Assignment:
Looking through the material below, say how many lines contain the string "then" and add nothing more.

Material provided:
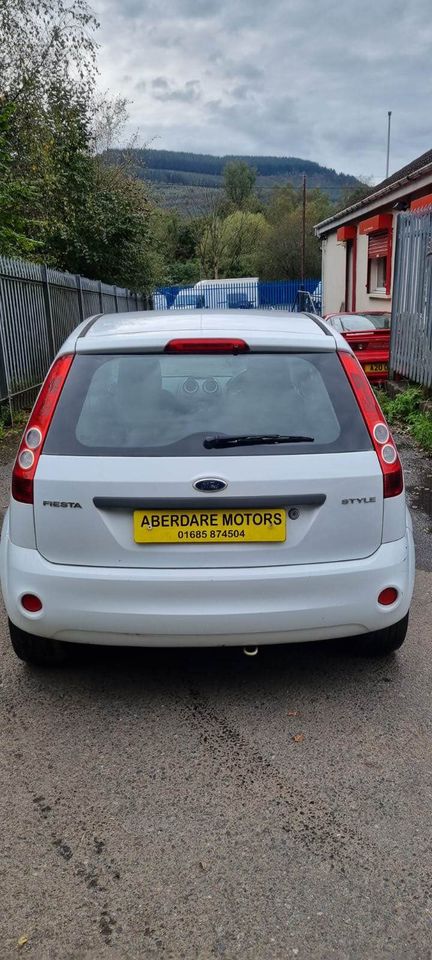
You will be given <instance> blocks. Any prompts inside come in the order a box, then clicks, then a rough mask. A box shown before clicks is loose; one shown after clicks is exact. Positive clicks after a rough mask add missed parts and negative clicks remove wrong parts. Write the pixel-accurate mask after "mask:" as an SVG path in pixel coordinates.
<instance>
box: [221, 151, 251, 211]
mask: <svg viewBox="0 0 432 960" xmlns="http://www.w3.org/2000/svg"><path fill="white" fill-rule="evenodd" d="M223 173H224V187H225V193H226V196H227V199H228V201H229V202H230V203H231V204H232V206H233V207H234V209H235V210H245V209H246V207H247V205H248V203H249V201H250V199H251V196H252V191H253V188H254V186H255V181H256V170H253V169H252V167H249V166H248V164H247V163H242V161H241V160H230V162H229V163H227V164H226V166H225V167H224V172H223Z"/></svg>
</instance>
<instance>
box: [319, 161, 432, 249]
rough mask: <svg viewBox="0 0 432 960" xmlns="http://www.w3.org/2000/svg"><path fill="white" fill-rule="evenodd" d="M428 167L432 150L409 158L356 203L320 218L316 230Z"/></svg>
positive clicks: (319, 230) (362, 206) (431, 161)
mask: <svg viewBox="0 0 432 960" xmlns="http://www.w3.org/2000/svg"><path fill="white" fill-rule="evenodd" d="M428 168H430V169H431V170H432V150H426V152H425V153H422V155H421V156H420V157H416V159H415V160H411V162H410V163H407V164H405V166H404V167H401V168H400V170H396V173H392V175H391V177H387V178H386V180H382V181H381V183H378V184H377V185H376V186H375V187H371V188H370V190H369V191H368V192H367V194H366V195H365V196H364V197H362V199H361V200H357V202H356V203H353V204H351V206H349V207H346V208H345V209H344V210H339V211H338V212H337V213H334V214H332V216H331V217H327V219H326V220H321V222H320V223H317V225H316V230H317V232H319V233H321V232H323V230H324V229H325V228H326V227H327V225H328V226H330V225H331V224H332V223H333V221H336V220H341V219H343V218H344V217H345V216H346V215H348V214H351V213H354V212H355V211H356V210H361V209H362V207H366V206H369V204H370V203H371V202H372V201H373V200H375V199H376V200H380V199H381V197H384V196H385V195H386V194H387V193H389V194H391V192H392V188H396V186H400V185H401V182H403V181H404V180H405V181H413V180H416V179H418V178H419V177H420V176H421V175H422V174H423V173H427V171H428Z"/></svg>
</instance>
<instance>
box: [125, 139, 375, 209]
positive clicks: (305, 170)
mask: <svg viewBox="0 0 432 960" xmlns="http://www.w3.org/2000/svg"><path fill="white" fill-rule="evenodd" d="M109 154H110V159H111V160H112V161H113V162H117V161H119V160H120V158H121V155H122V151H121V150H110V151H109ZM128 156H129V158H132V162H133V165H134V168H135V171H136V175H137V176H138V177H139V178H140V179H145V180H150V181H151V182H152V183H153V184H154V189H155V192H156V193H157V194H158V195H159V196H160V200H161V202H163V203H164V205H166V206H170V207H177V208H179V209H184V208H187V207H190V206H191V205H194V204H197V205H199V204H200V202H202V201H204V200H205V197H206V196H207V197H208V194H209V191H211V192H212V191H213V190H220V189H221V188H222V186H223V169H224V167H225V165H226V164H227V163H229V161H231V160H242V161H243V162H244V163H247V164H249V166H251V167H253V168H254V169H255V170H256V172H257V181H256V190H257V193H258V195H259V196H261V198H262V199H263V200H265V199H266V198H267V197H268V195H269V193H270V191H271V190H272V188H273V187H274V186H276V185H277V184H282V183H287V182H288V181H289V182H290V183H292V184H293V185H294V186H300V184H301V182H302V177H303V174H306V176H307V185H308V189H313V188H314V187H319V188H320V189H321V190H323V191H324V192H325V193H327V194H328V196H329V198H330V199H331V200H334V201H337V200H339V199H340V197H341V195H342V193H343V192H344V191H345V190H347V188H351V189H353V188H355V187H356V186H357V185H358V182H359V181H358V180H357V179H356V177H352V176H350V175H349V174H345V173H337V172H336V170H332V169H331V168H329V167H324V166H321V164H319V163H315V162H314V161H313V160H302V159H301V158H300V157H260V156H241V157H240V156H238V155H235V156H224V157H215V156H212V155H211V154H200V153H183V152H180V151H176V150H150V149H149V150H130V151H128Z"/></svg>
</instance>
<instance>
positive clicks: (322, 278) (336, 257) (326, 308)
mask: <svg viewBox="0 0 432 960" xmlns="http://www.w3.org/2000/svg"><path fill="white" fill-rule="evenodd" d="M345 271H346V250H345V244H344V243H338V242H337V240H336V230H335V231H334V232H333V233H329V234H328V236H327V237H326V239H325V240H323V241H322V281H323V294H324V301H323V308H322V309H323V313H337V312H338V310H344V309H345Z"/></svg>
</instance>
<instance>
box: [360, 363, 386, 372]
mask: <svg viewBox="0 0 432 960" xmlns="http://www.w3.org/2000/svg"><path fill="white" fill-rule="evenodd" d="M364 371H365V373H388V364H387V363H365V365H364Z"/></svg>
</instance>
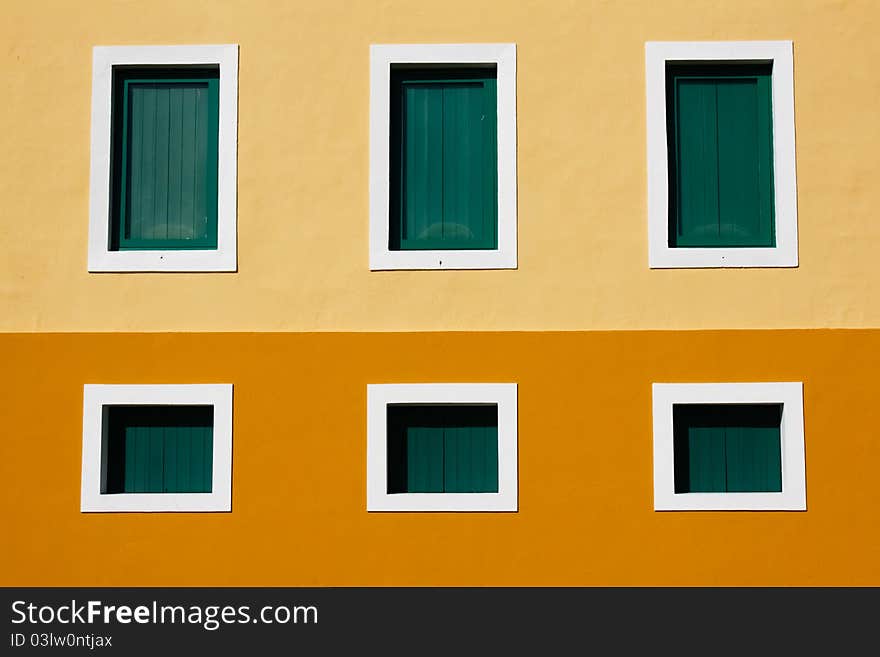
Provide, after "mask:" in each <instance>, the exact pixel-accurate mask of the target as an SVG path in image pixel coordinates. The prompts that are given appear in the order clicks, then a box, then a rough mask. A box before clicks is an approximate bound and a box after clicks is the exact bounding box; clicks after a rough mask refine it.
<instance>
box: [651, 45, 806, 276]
--
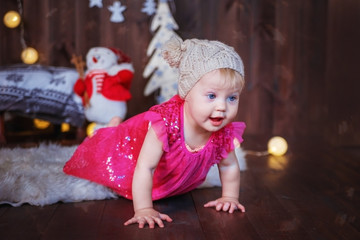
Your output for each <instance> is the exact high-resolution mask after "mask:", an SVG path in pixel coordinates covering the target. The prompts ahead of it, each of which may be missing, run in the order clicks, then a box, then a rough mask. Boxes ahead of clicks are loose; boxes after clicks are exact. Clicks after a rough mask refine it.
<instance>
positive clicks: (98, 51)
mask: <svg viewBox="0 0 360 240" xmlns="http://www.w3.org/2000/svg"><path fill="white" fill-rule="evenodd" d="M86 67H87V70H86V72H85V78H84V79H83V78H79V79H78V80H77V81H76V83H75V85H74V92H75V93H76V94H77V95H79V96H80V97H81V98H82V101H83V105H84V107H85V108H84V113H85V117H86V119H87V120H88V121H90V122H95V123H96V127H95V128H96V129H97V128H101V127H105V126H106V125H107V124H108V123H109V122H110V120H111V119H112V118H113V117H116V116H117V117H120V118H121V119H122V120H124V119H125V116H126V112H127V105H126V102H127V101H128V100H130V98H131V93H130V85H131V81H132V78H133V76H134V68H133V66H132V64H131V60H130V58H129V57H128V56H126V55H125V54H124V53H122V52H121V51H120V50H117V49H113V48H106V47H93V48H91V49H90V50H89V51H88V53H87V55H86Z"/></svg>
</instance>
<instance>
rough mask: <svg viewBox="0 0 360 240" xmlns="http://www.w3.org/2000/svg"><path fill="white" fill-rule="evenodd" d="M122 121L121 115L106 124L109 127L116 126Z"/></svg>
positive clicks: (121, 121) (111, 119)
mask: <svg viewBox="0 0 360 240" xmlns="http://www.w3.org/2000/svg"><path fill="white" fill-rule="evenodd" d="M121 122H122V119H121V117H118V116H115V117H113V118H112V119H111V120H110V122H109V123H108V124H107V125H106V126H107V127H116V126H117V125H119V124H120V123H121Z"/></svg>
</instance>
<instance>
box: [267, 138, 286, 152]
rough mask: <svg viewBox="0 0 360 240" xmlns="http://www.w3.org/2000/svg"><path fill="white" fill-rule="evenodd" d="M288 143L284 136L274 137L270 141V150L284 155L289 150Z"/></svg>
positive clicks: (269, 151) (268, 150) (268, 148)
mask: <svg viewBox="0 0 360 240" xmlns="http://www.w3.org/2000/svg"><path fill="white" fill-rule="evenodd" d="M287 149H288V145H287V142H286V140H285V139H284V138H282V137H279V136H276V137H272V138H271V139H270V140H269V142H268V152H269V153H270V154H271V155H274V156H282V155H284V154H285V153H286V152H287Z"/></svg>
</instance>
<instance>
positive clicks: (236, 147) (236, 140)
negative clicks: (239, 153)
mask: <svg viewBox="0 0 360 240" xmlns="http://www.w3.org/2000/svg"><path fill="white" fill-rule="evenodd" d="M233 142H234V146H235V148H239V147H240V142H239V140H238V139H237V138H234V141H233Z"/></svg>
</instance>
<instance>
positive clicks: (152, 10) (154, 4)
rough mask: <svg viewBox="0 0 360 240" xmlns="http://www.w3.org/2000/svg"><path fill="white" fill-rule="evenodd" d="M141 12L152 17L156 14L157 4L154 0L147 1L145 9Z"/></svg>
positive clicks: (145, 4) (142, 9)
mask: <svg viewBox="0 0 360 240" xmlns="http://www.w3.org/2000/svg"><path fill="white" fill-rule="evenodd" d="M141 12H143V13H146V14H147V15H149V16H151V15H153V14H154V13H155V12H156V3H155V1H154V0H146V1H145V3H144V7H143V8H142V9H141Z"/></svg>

Problem solution:
3